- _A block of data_

* * * * * * *

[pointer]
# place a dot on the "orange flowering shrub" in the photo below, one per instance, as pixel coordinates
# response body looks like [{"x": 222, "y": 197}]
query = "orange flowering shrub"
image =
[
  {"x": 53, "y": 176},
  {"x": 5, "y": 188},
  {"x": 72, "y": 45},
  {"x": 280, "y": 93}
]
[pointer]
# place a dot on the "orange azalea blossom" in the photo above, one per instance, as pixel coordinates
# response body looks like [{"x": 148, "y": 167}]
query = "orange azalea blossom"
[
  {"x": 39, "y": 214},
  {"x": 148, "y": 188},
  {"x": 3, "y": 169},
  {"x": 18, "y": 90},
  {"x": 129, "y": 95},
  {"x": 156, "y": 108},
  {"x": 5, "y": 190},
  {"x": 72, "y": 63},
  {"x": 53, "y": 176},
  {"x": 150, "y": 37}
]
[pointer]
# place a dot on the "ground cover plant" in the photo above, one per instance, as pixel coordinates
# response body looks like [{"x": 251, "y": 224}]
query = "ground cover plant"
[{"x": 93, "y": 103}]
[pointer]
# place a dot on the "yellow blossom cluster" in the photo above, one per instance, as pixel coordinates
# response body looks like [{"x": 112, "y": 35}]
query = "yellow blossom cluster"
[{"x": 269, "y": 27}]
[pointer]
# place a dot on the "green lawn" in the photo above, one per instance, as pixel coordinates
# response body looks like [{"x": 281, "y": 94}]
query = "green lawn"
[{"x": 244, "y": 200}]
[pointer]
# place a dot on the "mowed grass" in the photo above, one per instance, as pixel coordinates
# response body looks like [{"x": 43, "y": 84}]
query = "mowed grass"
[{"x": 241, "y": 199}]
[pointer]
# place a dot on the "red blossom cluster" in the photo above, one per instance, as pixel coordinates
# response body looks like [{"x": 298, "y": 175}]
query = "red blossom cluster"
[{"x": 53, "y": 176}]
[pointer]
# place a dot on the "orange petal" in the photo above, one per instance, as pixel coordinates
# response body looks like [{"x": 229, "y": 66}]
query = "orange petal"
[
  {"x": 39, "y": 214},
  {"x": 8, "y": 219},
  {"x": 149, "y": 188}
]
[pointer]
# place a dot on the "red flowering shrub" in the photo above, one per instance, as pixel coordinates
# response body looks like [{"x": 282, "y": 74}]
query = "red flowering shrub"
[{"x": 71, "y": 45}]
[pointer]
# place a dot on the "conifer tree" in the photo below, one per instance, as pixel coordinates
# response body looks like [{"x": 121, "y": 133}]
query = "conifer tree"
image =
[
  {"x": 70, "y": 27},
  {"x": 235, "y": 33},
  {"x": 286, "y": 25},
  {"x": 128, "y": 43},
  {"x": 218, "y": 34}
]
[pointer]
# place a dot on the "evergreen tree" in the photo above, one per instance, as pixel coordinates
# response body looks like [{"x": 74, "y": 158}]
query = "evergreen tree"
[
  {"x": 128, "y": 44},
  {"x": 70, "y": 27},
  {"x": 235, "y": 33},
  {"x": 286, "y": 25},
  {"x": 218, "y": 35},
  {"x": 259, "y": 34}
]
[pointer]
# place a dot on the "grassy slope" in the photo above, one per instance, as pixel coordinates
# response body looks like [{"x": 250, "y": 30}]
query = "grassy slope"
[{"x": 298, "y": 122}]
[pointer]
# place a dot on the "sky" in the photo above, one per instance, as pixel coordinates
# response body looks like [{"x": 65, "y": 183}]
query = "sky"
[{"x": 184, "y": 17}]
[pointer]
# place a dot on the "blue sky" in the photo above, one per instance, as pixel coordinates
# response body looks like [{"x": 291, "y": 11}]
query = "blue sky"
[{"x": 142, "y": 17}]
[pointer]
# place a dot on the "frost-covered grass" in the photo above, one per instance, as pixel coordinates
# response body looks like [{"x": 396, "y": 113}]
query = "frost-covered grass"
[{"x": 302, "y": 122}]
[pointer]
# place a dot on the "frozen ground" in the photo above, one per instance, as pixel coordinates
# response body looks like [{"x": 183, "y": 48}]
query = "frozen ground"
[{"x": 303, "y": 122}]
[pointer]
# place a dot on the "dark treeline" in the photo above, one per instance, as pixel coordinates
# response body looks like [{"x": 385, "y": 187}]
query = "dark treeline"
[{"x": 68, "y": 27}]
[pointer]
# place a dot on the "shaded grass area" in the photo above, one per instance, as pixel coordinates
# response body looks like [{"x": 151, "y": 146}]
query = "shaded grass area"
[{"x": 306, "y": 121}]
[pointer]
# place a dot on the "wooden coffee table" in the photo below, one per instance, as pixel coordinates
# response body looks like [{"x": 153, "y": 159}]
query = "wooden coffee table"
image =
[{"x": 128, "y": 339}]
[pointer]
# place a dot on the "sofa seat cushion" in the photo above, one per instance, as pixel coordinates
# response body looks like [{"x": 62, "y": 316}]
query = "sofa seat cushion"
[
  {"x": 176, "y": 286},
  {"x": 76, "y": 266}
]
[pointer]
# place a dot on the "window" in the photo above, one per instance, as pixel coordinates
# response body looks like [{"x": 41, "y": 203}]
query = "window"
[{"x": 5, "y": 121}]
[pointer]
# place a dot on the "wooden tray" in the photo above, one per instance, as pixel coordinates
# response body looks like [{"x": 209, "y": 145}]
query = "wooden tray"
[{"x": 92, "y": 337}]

* * * * * * *

- _WHAT THIS TASK INVOLVES_
Please reproduce each record precisely as written.

- _TASK RESPONSE_
[pointer]
# place a dot on the "orange flowering shrub" in the photo below, one per instance, as pixel coordinates
# response body looks like [{"x": 222, "y": 197}]
query = "orange flowering shrub"
image =
[
  {"x": 53, "y": 176},
  {"x": 5, "y": 188},
  {"x": 72, "y": 45},
  {"x": 280, "y": 93}
]
[pointer]
# place a dot on the "orange azalea blossom" in the photo above, one per instance, as pixel coordinates
# response body looks like [{"x": 148, "y": 167}]
query = "orange azalea blossom"
[
  {"x": 39, "y": 214},
  {"x": 148, "y": 188},
  {"x": 3, "y": 169},
  {"x": 18, "y": 90},
  {"x": 129, "y": 95},
  {"x": 156, "y": 108},
  {"x": 5, "y": 190},
  {"x": 72, "y": 63},
  {"x": 53, "y": 176},
  {"x": 150, "y": 37}
]
[pointer]
# place a dot on the "ground cover plant" in the photo above, one per instance, as pixel coordinates
# response body looks like [{"x": 251, "y": 224}]
query = "ground cover plant"
[{"x": 93, "y": 103}]
[pointer]
# place a dot on the "yellow blossom cluster" in the photo above, one per instance, as pixel coordinates
# response body looks like [{"x": 112, "y": 35}]
query = "yellow blossom cluster"
[{"x": 269, "y": 27}]
[pointer]
# place a dot on the "green lawn" in the photo above, one per instance, as pixel coordinates
# response body looks like [{"x": 281, "y": 94}]
query = "green lawn"
[{"x": 244, "y": 200}]
[pointer]
# place a dot on the "mowed grass" in the photo above, one per instance, as pixel coordinates
# response body looks like [{"x": 43, "y": 84}]
query = "mowed grass"
[{"x": 241, "y": 199}]
[pointer]
# place a dot on the "red blossom cluster" in the photo above, one per instance, as pixel coordinates
# response body looks like [{"x": 298, "y": 175}]
query = "red blossom cluster"
[{"x": 53, "y": 176}]
[pointer]
# place a dot on the "orange petal" in the photo above, one per instance, as pixel coordinates
# response body looks like [{"x": 229, "y": 66}]
query = "orange petal"
[
  {"x": 39, "y": 214},
  {"x": 8, "y": 219},
  {"x": 149, "y": 188}
]
[pointer]
# place a dot on the "red flowering shrub" in the photo above, one per instance, as pixel coordinates
# response body looks like [{"x": 282, "y": 74}]
query = "red flowering shrub"
[{"x": 71, "y": 45}]
[pointer]
# place a dot on the "conifer tree" in the photo below, one per instance, as pixel coordinates
# response body looks like [{"x": 121, "y": 133}]
query = "conifer tree"
image =
[
  {"x": 70, "y": 27},
  {"x": 235, "y": 33},
  {"x": 286, "y": 25},
  {"x": 128, "y": 43},
  {"x": 218, "y": 34}
]
[pointer]
# place a dot on the "evergreen tree" in the photo above, one per instance, as pixel coordinates
# response body looks like [{"x": 74, "y": 158}]
query = "evergreen tree"
[
  {"x": 128, "y": 44},
  {"x": 70, "y": 27},
  {"x": 235, "y": 33},
  {"x": 286, "y": 25},
  {"x": 218, "y": 35},
  {"x": 259, "y": 34}
]
[pointer]
# place a dot on the "grassy slope" in the photo above, one per instance, as pixel coordinates
# response body looks like [{"x": 250, "y": 30}]
query = "grassy slope"
[{"x": 298, "y": 122}]
[pointer]
# place a dot on the "sky" in the photo above, one per instance, as pixel coordinates
# response body looks like [{"x": 65, "y": 183}]
query = "sky"
[{"x": 184, "y": 17}]
[pointer]
# place a dot on the "blue sky" in the photo above, one per instance, as pixel coordinates
# response body looks like [{"x": 291, "y": 11}]
query = "blue sky"
[{"x": 142, "y": 17}]
[pointer]
# place a dot on the "frost-covered grass" in the photo above, one per instance, as pixel coordinates
# response body looks like [{"x": 396, "y": 113}]
query = "frost-covered grass"
[{"x": 302, "y": 122}]
[pointer]
# place a dot on the "frozen ground" in the photo above, one per instance, as pixel coordinates
# response body looks like [{"x": 183, "y": 48}]
query = "frozen ground"
[{"x": 303, "y": 122}]
[pointer]
# place a dot on the "dark treeline" in the photo above, one per instance, as pixel coordinates
# response body looks like [{"x": 385, "y": 187}]
query = "dark treeline"
[{"x": 68, "y": 27}]
[pointer]
# place a dot on the "shaded grass area" in the photo above, one per instance, as pixel coordinates
# response body looks like [{"x": 151, "y": 146}]
query = "shaded grass area"
[{"x": 306, "y": 121}]
[pointer]
# place a dot on the "wooden coffee table" in the photo below, one per instance, as pixel coordinates
# response body looks like [{"x": 153, "y": 159}]
query = "wooden coffee table"
image =
[{"x": 128, "y": 339}]
[pointer]
# place a dot on the "sofa seat cushion" in the photo above, one per instance, as pixel coordinates
# response body looks like [{"x": 62, "y": 316}]
query = "sofa seat cushion"
[
  {"x": 176, "y": 286},
  {"x": 76, "y": 266}
]
[pointer]
# place a dot on the "window" in the photo above, one per instance, as pixel coordinates
# response body looks like [{"x": 41, "y": 203}]
query = "window"
[{"x": 5, "y": 121}]
[pointer]
# place a dot on the "wooden tray" in the photo above, one per instance, as pixel coordinates
# response body looks like [{"x": 209, "y": 145}]
query = "wooden tray"
[{"x": 92, "y": 337}]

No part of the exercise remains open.